'''

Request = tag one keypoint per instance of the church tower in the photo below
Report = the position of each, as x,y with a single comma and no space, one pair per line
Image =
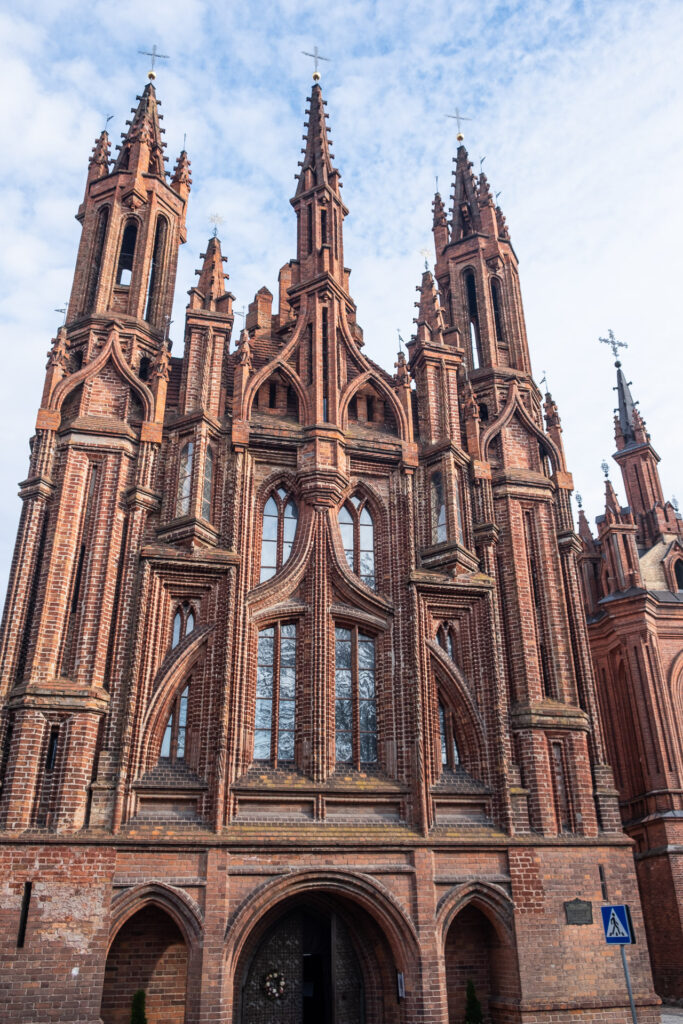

'''
'''

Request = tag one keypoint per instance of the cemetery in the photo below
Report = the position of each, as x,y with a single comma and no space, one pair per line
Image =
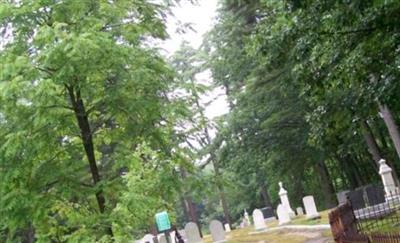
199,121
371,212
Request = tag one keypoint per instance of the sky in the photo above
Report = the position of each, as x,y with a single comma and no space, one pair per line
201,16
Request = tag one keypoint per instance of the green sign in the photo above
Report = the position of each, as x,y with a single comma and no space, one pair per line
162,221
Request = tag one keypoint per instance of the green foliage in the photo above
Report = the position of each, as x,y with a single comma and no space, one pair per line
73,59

'''

__Problem requirements__:
Copy out whichever lines of the listing contain the word "Request".

__Written solution__:
Request = tag one keypoint per instance of the church tower in the photo below
Request = tag one keypoint per instance of the cemetery in the photo below
Request = tag one keypoint per instance of the sky in the photo above
Request = tag one keypoint per instance of the green sign in the photo above
Request = tag one keypoint per instance of the green foliage in the photo above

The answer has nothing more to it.